▸ Provided text:
[Begin]

Introducing the Windows 11 Field Guide

Posted on June 27, 2021 by Paul Thurrott in Windows 11 with 26 Comments

I turned to electronic publishing for my books almost 10 years ago to bypass the slowness and inefficiencies of traditional publishing. And so you won’t be surprised to discover that my next book will be called Windows 11 Field Guide. It’s a follow-up to my previous two core Windows titles, Windows 10 Field Guide and Windows 8.1 Field Guide. And as always, I’m making a few changes this time.

Here’s what’s happening.

Self-published. Like those previous two titles, this book is being self-published.

Transparent. As before, this book is being written transparently and publicly, and you can follow along, download chapter and book updates, and provide feedback as it’s written.

Price. As with the Windows 10 Field Guide, the Windows 11 Field Guide will cost $9.99, but you are welcome to pay more if you wish. Once you buy the book, you own it and get all future updates for free.

Support. I will have supported the Windows 10 Field Guide to address new features and other changes for 6 years (!) by the time it winds down later this year. I can’t afford to do that for this book. So I’m going to match the length of support of the book to the length of support for the product, which is two years.

[End]

▸ Records to process:
[Begin]

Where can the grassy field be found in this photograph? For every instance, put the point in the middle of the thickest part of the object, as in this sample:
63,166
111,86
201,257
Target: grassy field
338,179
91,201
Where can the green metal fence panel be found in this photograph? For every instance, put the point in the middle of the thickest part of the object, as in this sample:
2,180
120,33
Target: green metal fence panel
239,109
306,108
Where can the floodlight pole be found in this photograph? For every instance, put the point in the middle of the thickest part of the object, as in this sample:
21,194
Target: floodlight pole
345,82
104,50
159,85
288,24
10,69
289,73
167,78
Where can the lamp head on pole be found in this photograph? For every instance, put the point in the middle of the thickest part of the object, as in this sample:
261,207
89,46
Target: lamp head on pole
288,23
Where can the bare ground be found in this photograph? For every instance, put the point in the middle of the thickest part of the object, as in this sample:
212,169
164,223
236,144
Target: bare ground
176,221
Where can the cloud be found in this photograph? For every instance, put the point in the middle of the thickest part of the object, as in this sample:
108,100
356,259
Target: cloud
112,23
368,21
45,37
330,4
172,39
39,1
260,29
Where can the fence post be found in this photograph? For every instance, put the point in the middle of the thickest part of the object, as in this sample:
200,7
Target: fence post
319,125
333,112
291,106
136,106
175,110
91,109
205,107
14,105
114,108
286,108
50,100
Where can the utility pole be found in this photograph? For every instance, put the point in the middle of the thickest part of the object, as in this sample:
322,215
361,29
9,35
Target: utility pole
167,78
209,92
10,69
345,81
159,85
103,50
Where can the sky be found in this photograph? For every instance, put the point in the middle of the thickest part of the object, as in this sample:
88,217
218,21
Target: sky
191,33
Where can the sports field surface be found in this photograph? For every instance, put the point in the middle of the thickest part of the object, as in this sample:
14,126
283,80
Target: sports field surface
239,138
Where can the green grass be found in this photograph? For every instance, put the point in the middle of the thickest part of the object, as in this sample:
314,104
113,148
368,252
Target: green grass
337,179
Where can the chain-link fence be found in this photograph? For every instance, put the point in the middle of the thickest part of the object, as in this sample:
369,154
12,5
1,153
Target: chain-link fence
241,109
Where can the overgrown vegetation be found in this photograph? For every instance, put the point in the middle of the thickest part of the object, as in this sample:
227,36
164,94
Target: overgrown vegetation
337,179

[End]

▸ Instruction 1: Please rescale everything in the rows from the line containing "Where can the bare" down to the end of the rows, giving those lines again with their requests. Multiply each answer coordinate by 2.45 and round to whole numbers, with halves rounding up, but leave the sample points unchanged.
▸ Instruction 2: Extend the post about the Windows 11 Field Guide, starting after its last sentence.

▸ Task answer 1:
Where can the bare ground be found in this photograph? For every instance, put the point in the middle of the thickest part of the object, as in this sample:
212,169
164,223
236,144
Target: bare ground
431,541
Where can the cloud be found in this photograph? For every instance, put the point in the middle of the thickest part of the object, as in this sample:
108,100
356,259
Target: cloud
274,56
902,51
110,91
809,10
421,96
96,2
637,71
Where can the fence post be found in this photograph? For every instance, put the point in the middle of the thickest part of the object, as in this sample:
200,7
Target: fence post
782,306
816,274
713,260
333,260
429,270
223,267
502,262
34,257
279,265
701,265
123,245
Where can the utility pole be found in this photograph? For every instance, put the point in the middle of the thickest part of the object, as in this sample:
322,215
361,29
9,35
Target: utility pole
409,191
512,225
25,169
845,198
390,208
252,123
Where can the sky be found in this photograph? For every instance, put the point in the middle of the thickest part of the object, as in this sample:
88,217
218,21
Target: sky
468,81
Where can the sports field surface be found in this photograph? For every instance, put the point in the middle of the thickest part of the object, as in this sample:
14,126
283,80
Target: sports field surface
586,338
Where can the green grass be found in this photograph? For every instance, put the point in the middle of the thickest part of the object, as in this sample:
314,104
113,148
368,252
Target: green grass
826,439
Where can the chain-link fence be found in this photograph? For every instance, put the point in the middle of the thickest part of the object, as in this sample:
369,154
12,5
1,153
Target: chain-link fence
590,267
Where can the overgrown vegetation be found in this photograph? For every instance, put the point in the middle of the thickest part of the object, as in this sample:
227,36
164,94
Target: overgrown vegetation
826,439

▸ Task answer 2:
Formats. The Windows 11 Field Guide will be available for download in PDF, MOBI, and EPUB and should be compatible with any e-reader software, including Kindle and popular web browsers like Google Chrome.

Time frame. I will be actively working on the Windows 11 Field Guide throughout the second half of 2021 and up to and past the product’s initial launch. I will publish the first pre-release versions of the book before Windows 11 is released to the public.

Scope. This book will be a complete reference to Windows 11 for end-users. It will focus on what’s new and what’s changed, with a special emphasis on “where did it go?” content for those many people upgrading from Windows 10. It will assume that most readers are already familiar with previous Windows versions and will not talk down to you.

New content. In addition to covering all the new features in Windows 11, this book will consolidate a few previous separate chapters (such as Groove Music and Movies & TV) and will introduce new chapters related to the command line, virtualization, and other advanced topics.

Projected length. The Windows 10 Field Guide is about 500 pages long, but I’d the new book to be a bit shorter, hopefully around 400 pages when complete.

The Windows 11 Field Guide is not available for purchase yet, but I’ll try to get that together quickly so that anyone interested in reading and helping improve the book before it’s finalized can do so. That will probably happen in late summer, after we get a feature-complete version of Windows 11, and when I’ve written enough content to go public.

More soon.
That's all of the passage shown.